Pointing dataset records

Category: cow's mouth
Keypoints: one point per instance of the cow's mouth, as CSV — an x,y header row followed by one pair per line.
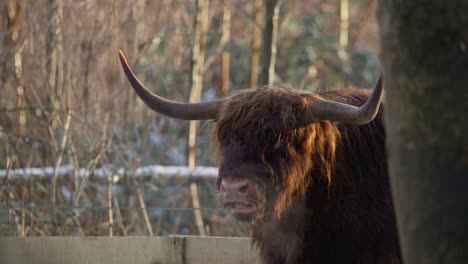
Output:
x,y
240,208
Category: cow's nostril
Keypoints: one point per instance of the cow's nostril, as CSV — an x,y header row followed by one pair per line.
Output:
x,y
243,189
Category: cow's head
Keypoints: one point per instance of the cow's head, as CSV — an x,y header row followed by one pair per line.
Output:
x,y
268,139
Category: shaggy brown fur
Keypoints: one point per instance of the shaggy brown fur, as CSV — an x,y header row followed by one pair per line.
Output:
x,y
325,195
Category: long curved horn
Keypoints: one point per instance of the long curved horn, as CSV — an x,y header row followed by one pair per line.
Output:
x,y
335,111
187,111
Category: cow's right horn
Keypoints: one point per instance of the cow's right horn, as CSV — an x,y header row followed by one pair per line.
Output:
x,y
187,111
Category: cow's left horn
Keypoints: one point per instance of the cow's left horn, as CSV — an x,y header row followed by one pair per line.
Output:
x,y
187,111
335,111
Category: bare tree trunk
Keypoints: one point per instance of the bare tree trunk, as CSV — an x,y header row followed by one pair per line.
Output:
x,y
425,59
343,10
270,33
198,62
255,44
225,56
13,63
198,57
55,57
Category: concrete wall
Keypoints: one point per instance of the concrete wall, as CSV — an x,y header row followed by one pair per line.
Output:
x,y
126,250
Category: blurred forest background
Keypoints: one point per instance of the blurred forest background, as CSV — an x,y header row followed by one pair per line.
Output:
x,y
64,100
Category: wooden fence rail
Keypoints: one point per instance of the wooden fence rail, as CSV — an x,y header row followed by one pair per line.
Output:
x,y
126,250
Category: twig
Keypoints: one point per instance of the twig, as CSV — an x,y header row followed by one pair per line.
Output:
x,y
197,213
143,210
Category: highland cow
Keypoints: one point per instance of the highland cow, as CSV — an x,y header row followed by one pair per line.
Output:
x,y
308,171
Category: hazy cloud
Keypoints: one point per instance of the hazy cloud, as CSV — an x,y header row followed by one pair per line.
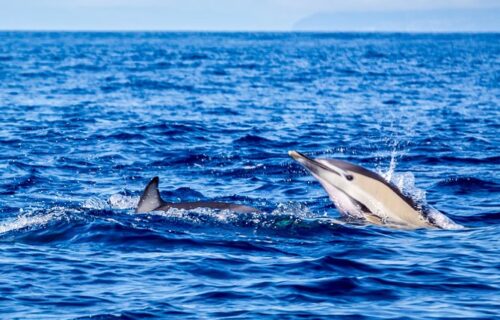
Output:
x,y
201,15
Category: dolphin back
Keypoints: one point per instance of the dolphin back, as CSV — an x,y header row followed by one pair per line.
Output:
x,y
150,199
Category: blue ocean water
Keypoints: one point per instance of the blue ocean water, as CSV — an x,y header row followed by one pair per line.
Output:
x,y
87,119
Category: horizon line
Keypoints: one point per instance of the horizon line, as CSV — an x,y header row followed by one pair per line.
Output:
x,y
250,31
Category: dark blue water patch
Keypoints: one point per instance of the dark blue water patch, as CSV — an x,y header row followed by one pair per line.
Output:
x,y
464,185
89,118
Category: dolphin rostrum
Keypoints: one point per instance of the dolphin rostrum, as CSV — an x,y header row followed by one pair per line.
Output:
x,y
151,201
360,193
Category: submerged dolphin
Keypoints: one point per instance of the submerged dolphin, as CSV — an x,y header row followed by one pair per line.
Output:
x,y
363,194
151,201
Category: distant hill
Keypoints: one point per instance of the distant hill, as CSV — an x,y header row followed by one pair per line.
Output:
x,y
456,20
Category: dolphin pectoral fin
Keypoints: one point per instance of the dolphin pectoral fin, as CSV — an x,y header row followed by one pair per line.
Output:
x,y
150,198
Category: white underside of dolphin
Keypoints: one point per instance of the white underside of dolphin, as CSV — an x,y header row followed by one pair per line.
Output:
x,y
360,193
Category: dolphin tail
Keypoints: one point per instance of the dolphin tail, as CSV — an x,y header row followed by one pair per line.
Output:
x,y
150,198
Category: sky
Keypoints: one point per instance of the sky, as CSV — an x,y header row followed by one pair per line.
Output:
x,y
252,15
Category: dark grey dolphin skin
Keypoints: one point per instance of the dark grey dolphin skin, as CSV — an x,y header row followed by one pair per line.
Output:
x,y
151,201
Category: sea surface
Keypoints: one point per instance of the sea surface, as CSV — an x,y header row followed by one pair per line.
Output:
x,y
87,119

--- What you will do ---
Could you rewrite the material starting at the line with "Category: sky" and ending at the end of the records, keeping the requests, but with every x,y coordinate in the answers scaled by 1.7 and rounded to whole numbers, halves going up?

--- Task response ---
Category: sky
Keypoints: one point per instance of the sky, as CSV — an x,y header row followed by one pair per line.
Output:
x,y
428,26
Category: dark grey dolphin skin
Keypoints: one point per instance of the dark grey dolphin skin, as CSV — an x,y header row followed by one pair per line.
Output:
x,y
257,342
Category: sea surface
Keypoints: one point per instance of the sea surface, as CSV — an x,y header row followed by one pair per line.
Output:
x,y
148,202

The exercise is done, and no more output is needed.